STATED TASK
Convert the records below into a Markdown table with the columns "Row" and "Text," giving each line its own numbered row. Skip any blank lines.

● ● ● ●

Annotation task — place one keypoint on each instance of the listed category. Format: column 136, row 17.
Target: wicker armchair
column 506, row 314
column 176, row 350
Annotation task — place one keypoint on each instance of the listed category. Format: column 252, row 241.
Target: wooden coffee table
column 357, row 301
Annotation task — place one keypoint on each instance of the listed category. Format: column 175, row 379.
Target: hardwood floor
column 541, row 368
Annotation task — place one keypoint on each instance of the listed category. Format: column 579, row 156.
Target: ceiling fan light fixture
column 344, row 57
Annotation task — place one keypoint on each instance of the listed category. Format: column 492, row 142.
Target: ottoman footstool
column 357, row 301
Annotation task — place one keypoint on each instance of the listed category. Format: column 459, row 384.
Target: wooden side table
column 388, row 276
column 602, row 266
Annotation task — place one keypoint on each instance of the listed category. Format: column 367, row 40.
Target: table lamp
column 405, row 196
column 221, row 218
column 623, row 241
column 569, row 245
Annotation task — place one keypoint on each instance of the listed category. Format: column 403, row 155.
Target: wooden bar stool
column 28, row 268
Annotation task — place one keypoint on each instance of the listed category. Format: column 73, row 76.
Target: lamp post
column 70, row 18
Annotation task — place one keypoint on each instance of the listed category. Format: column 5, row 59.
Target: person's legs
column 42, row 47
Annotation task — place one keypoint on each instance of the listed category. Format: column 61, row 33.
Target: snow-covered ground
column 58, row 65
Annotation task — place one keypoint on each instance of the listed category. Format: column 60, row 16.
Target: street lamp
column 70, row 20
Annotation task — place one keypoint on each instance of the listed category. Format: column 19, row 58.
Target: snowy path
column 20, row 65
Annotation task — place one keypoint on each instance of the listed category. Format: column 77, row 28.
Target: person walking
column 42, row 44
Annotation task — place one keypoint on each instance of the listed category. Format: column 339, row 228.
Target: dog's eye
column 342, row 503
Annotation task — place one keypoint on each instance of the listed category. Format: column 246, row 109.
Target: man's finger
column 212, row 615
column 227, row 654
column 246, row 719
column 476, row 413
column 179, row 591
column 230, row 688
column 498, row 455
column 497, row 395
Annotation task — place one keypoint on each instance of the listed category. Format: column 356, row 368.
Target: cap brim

● ● ● ●

ANSWER TO THE PROBLEM
| Row | Text |
|---|---|
| 1 | Annotation task — place one keypoint on each instance of the listed category. Format: column 136, row 17. |
| 2 | Target: wicker armchair |
| 3 | column 506, row 314 |
| 4 | column 176, row 350 |
| 5 | Annotation task — place one keypoint on each instance of the listed category. Format: column 252, row 241. |
| 6 | Target: wooden coffee table |
| 7 | column 357, row 301 |
| 8 | Annotation task — place one keypoint on each instance of the listed category. Format: column 175, row 379. |
| 9 | Target: hardwood floor |
| 10 | column 541, row 368 |
| 11 | Annotation task — place one keypoint on each instance of the listed category. Format: column 579, row 156. |
| 12 | Target: ceiling fan light fixture |
| 13 | column 344, row 57 |
| 14 | Annotation task — place one keypoint on each instance of the listed category. Format: column 492, row 142. |
| 15 | Target: ottoman footstool |
| 16 | column 357, row 301 |
| 17 | Annotation task — place one keypoint on each instance of the listed category. Format: column 459, row 384. |
| 18 | Target: wooden side table |
| 19 | column 388, row 276 |
| 20 | column 602, row 266 |
| 21 | Annotation task — place one keypoint on each instance of the listed category. Format: column 367, row 40. |
| 22 | Target: table lamp |
| 23 | column 405, row 196 |
| 24 | column 221, row 218 |
| 25 | column 623, row 241 |
| 26 | column 569, row 245 |
| 27 | Annotation task — place one keypoint on each instance of the listed category. Format: column 403, row 155. |
| 28 | Target: wooden bar stool |
| 29 | column 28, row 268 |
| 30 | Annotation task — place one keypoint on each instance of the listed category. Format: column 73, row 76. |
| 31 | Target: lamp post |
| 32 | column 70, row 18 |
| 33 | Annotation task — place one keypoint on each instance of the listed category. Format: column 5, row 59. |
| 34 | Target: person's legs |
| 35 | column 42, row 47 |
| 36 | Annotation task — place one keypoint on each instance of the listed category. Format: column 61, row 33. |
| 37 | Target: snow-covered ground |
| 38 | column 58, row 65 |
| 39 | Annotation task — place one keypoint on each instance of the listed category. Format: column 60, row 16. |
| 40 | Target: street lamp |
| 41 | column 70, row 20 |
| 42 | Annotation task — place one keypoint on each instance of the listed category. Format: column 19, row 58. |
| 43 | Target: snowy path |
| 44 | column 20, row 65 |
| 45 | Annotation task — place one keypoint on each instance of the listed category. Format: column 77, row 28. |
| 46 | Target: person walking |
| 47 | column 42, row 44 |
| 48 | Annotation task — place one keypoint on each instance of the listed category. Format: column 339, row 228. |
| 49 | Target: dog's eye |
| 50 | column 342, row 503 |
| 51 | Annotation task — place one keypoint on each instance of the listed category. Format: column 246, row 109. |
| 52 | Target: man's finger |
| 53 | column 212, row 615 |
| 54 | column 227, row 654 |
| 55 | column 246, row 719 |
| 56 | column 476, row 413 |
| 57 | column 179, row 591 |
| 58 | column 230, row 688 |
| 59 | column 498, row 455 |
| 60 | column 497, row 395 |
| 61 | Annotation task — place one keypoint on each instance of the listed category. Format: column 356, row 368. |
| 62 | Target: cap brim |